_Supplied information_:
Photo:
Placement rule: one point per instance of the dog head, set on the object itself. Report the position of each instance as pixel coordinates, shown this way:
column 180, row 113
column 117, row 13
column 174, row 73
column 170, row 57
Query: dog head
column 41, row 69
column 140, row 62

_What you should do_: Recast the data above as a JSON list of strings, one string per line, leaving out any blank lines.

_Output below_:
[
  "Photo:",
  "Placement rule: one point per instance of the dog head, set on the object itself. Report the position of each instance as pixel coordinates, shown this way:",
  "column 180, row 113",
  "column 117, row 13",
  "column 174, row 73",
  "column 170, row 57",
  "Query: dog head",
  "column 41, row 69",
  "column 140, row 62"
]